> Texto da página:
● ● ●
Estados Unidos, Europa e o Banco Central do Brasil (Parte I) -Negócios e Empresas

Por Gazeta News

Affonso Celso Pastore Estadao.com.br

Será que o mundo está indo para uma nova crise, como a ocorrida em 2008, que possa afetar sensivelmente o crescimento econômico brasileiro? Para encaminhar uma resposta, vou olhar em maior profundidade para o que vem ocorrendo nos Estados Unidos e na Europa. Mas quero adiantar duas conclusões. A primeira é que a menos de uma “solução” desordenada para a crise de dívida soberana nos países da periferia do euro, que acarrete uma crise bancária, não há como comparar o que vem ocorrendo atualmente no mundo com a “catástrofe” de 2008. Assistiremos a um crescimento mais lento do PIB mundial, mas o Brasil não será obrigado a reagir com medidas extremas. A segunda é que o cenário internacional não justifica o movimento realizado pelo Banco Central na última reunião do Copom.

Comecemos pelos Estados Unidos. Em artigo recente, Rogoff afirmou que esta não é a “grande recessão”, como vem sendo definida pela maioria esmagadora dos economistas, nem uma “grande depressão”, como a de 1929, mas sim a “grande contração”. Esta não é uma questão puramente semântica. Em todas as recessões do pós-guerra, inclusive a de 1983, quando a taxa de desemprego chegou a 11%, decorridos poucos trimestres após a decretação de seu término o PIB já havia superado o pico prévio, e o desemprego já havia retornando à media histórica. No caso da presente “contração” já decorreram mais de oito trimestres desde que o NBER decretou o final da recessão, e o PIB ainda está abaixo do pico prévio, com o desemprego mantendo-se em torno da taxa de 10%, sem perspectivas de declinar nos próximos trimestres.
● ● ●
> Registros fornecidos:
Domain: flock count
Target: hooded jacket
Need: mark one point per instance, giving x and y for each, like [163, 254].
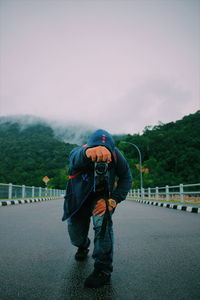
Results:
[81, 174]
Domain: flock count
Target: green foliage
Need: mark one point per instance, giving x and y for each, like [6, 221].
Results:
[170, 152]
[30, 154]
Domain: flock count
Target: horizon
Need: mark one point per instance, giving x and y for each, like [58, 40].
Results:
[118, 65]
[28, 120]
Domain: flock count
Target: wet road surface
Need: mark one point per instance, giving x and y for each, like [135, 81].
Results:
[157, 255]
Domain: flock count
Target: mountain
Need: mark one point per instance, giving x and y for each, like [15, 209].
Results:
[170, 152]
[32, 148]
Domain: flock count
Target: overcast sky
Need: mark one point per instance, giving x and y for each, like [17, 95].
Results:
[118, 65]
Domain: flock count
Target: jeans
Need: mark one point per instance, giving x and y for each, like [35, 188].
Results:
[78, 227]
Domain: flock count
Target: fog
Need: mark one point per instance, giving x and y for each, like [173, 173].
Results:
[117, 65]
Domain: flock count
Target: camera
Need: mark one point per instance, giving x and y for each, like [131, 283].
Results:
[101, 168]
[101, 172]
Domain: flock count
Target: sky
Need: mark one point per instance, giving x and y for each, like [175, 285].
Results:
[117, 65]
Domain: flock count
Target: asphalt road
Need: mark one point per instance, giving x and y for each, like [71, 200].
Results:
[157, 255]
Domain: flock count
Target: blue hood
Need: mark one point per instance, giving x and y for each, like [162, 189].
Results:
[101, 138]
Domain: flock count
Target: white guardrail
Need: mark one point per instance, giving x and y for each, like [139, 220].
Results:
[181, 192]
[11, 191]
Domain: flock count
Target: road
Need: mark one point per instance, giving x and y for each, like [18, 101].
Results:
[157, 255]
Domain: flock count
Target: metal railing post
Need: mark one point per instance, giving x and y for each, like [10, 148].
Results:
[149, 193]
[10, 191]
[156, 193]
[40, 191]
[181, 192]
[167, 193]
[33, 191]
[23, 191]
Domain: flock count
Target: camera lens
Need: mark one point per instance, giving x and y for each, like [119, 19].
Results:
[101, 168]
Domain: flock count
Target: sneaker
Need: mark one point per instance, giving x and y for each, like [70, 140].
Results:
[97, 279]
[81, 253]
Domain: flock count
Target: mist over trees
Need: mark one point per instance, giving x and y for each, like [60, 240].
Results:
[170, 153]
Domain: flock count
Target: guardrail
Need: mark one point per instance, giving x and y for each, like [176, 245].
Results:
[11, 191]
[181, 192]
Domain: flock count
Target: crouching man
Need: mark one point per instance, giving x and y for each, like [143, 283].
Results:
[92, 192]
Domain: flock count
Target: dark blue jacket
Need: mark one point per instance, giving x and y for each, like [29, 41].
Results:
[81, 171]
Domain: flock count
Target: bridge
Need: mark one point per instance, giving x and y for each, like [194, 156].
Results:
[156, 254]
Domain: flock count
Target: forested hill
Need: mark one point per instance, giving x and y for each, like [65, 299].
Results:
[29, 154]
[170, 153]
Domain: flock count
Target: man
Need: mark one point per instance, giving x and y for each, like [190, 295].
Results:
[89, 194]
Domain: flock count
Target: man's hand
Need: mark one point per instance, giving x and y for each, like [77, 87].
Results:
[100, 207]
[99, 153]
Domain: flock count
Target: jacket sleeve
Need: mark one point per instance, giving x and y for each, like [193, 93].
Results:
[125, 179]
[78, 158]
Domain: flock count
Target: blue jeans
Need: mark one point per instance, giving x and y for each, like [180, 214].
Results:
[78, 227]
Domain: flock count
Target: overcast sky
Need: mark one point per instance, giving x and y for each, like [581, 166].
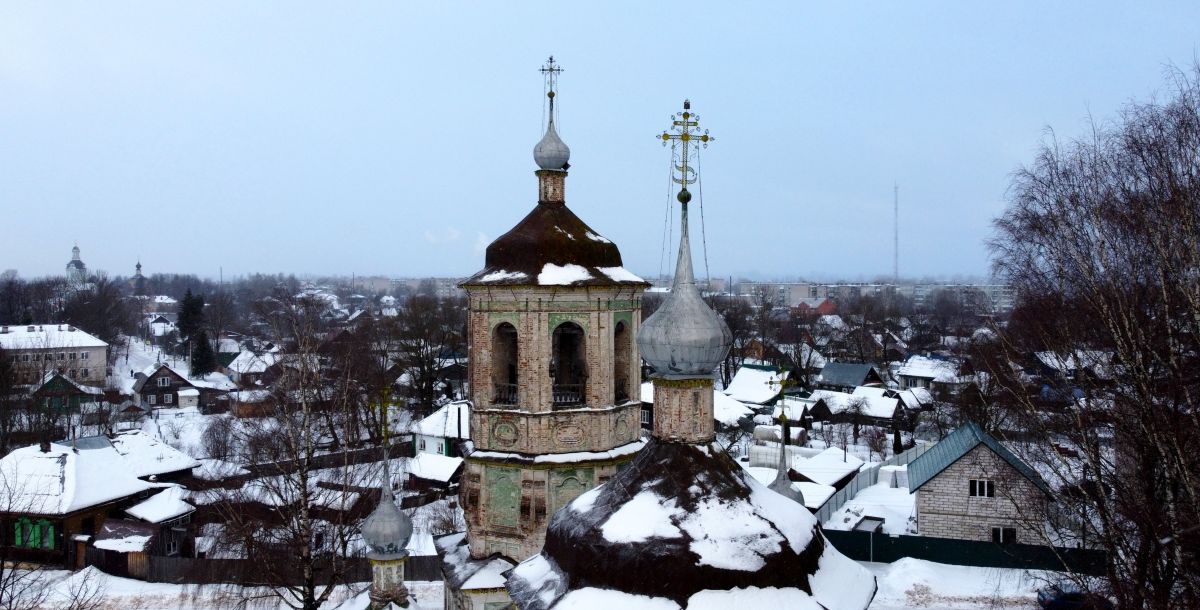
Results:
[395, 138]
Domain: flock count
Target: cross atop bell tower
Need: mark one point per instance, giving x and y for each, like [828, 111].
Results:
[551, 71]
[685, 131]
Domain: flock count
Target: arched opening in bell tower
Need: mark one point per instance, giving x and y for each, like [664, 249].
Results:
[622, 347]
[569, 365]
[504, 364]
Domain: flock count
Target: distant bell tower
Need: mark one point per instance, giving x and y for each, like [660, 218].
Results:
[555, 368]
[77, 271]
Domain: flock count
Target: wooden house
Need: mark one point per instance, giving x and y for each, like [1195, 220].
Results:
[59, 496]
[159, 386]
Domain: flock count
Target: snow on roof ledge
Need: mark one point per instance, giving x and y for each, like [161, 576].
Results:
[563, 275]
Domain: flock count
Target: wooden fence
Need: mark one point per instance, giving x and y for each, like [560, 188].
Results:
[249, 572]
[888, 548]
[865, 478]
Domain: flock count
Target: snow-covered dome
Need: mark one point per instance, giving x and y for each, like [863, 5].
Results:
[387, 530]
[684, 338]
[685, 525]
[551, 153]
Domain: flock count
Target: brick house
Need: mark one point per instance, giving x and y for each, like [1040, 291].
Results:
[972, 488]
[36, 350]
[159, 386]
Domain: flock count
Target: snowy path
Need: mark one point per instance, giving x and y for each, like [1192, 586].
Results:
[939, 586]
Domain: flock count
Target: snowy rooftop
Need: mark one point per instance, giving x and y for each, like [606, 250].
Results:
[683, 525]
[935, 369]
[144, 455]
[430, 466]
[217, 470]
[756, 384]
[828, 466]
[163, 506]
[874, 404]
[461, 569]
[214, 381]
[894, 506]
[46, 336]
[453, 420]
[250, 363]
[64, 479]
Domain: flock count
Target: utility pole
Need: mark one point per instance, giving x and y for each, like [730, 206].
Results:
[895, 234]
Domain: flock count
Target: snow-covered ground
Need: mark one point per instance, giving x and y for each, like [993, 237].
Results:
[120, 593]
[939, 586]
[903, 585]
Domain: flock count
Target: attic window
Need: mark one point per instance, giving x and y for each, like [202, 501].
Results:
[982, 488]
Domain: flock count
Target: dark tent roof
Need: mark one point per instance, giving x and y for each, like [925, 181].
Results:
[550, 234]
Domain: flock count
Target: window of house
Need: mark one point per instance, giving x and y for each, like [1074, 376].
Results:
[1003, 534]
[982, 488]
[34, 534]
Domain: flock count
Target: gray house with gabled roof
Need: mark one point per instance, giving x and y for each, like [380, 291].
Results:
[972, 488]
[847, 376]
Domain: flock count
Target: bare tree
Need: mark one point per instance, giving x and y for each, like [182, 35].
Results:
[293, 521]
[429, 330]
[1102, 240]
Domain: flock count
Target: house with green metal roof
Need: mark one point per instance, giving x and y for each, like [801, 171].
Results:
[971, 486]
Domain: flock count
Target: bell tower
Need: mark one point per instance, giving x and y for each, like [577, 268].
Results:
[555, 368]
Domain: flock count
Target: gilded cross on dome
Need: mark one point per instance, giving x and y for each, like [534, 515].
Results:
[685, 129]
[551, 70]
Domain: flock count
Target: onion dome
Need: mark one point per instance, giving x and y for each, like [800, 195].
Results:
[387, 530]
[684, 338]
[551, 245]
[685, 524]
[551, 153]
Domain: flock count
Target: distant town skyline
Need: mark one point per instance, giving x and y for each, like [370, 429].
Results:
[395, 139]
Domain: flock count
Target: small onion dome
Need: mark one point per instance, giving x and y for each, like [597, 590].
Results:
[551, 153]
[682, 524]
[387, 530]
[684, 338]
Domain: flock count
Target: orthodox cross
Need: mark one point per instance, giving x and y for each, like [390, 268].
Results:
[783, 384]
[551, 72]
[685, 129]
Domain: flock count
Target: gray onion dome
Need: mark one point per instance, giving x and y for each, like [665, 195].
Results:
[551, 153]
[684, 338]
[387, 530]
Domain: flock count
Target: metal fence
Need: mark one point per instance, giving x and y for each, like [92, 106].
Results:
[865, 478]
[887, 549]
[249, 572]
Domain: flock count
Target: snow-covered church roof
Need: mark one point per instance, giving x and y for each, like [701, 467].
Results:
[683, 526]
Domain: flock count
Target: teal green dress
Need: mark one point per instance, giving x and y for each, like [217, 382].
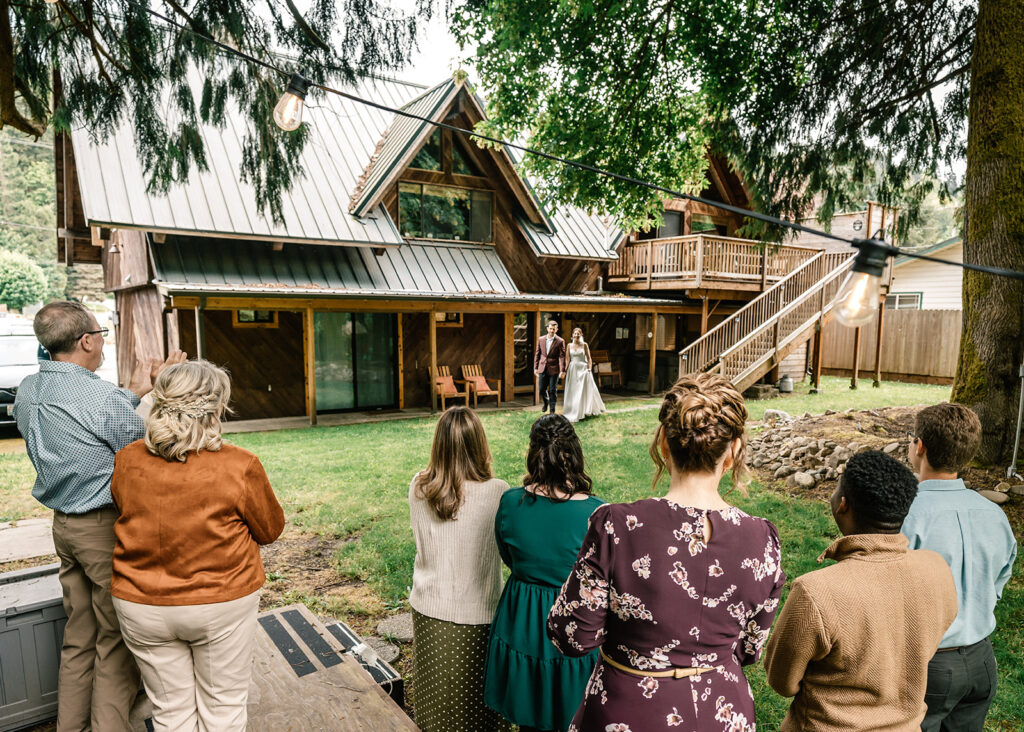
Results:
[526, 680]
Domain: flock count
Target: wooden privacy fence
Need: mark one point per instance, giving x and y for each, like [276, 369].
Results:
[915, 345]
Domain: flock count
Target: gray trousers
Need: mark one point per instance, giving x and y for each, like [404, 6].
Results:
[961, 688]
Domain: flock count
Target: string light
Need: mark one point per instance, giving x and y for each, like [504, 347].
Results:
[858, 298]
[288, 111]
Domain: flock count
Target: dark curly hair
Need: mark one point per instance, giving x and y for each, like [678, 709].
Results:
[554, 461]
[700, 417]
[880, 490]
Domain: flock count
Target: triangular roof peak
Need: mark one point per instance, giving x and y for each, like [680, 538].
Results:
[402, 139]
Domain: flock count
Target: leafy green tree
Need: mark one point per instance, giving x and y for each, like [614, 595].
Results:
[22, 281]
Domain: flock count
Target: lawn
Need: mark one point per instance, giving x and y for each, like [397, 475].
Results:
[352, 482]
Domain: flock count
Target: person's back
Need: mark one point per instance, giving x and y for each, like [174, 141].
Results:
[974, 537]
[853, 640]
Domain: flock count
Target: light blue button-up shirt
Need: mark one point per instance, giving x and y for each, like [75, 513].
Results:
● ● ●
> Enunciado 1: Reproduza o trecho do artigo sobre a economia mundial, começando em "Comecemos pelos Estados" e terminando em "nos próximos trimestres.".
> Enunciado 2: No artigo sobre a economia mundial, como Rogoff chama a situação atual dos Estados Unidos?
> Enunciado 3: Escreva a continuação do artigo sobre a economia mundial a partir da última frase apresentada.
Os registros provêm de outra fonte.

> Resultado final 1:
Comecemos pelos Estados Unidos. Em artigo recente, Rogoff afirmou que esta não é a “grande recessão”, como vem sendo definida pela maioria esmagadora dos economistas, nem uma “grande depressão”, como a de 1929, mas sim a “grande contração”. Esta não é uma questão puramente semântica. Em todas as recessões do pós-guerra, inclusive a de 1983, quando a taxa de desemprego chegou a 11%, decorridos poucos trimestres após a decretação de seu término o PIB já havia superado o pico prévio, e o desemprego já havia retornando à media histórica. No caso da presente “contração” já decorreram mais de oito trimestres desde que o NBER decretou o final da recessão, e o PIB ainda está abaixo do pico prévio, com o desemprego mantendo-se em torno da taxa de 10%, sem perspectivas de declinar nos próximos trimestres.

> Resultado final 2: Ele a chama de “grande contração”.

> Resultado final 3:
A grande diferença entre o atual episódio e todas as demais recessões do período pós-guerra está no papel do endividamento das famílias, que desta vez é excessivo, obrigando a uma “desalavancagem” que limita a velocidade de recuperação do consumo. Entre 1960 e 1985, o endividamento das famílias flutuava entre 60% e 70% da renda disponível, sendo ainda menor antes de 1960, mas nos anos de ouro da Grande Moderação, ele literalmente explodiu, chegando a 130% em 2008. Como isso ocorreu? A valorização dos preços das casas e dos ativos financeiros gerou uma sensação de riqueza que levou as famílias a consumirem não somente uma proporção elevada da renda, mas também da renda futura, elevando o endividamento.

Nos Estados Unidos, da mesma forma como ocorreu na década perdida dos anos 90 no Japão, esse endividamento terá que se reduzir. No Japão, foram as empresas que tiveram que reduzir os investimentos para pagar a dívida, e no caso norte-americano são as famílias que têm que reduzir o consumo para pagar a dívida excessiva. Ocorre que o consumo representa mais de 60% do PIB, e dado o seu baixo crescimento, ao lado da estagnação do setor mais dinâmico na saída de todas as recessões prévias - o imobiliário, que continua em crise aguda - não há como acelerar o crescimento do PIB.

“A ficha começou a cair”

Este quadro já era claro há algum tempo para os economistas acadêmicos, mas permaneceu obscuro para os que buscavam analogias entre o atual episódio e as demais recessões. A “ficha começou a cair” com três episódios. O primeiro foi a negociação do limite de dívida, que retirou do governo norte- americano sua capacidade de usar estímulos fiscais adicionais. Com a taxa básica de juros já próxima de zero, a expansão fiscal é o único instrumento eficaz para elevar a demanda, e ele foi perdido, pelo menos até a próxima eleição. O segundo foi o final do QE-2, que removeu um instrumento monetário não convencional que, bem ou mal, vinha gerando algum estímulo. O terceiro foi a revisão dos dados do PIB, que pôs a nu o fato de que a recuperação vinha sendo muito mais lenta do que se julgava.

As projeções de consenso para o crescimento do PIB saíram de taxas ao redor de 3% e 3,5%, no início deste ano, para perto de 1%, agora. Com taxas tão baixas, e considerando a volatilidade natural das taxas trimestrais de crescimento, é perfeitamente possível que tenhamos, em breve, dois trimestres consecutivos de taxas negativas, o que caracterizaria uma recessão mesmo que a média anual seja de 1%. Alguns indicadores mais recentes confirmam esse quadro pessimista. Por exemplo, o índice de confiança dos consumidores de Michigan, que é um bom indicador das variações do consumo, e o índice de atividade da Filadélfia, que é um bom indicador das taxas de variação do PIB, ambos atingiram, no último mês, níveis indicativos de uma recessão próxima.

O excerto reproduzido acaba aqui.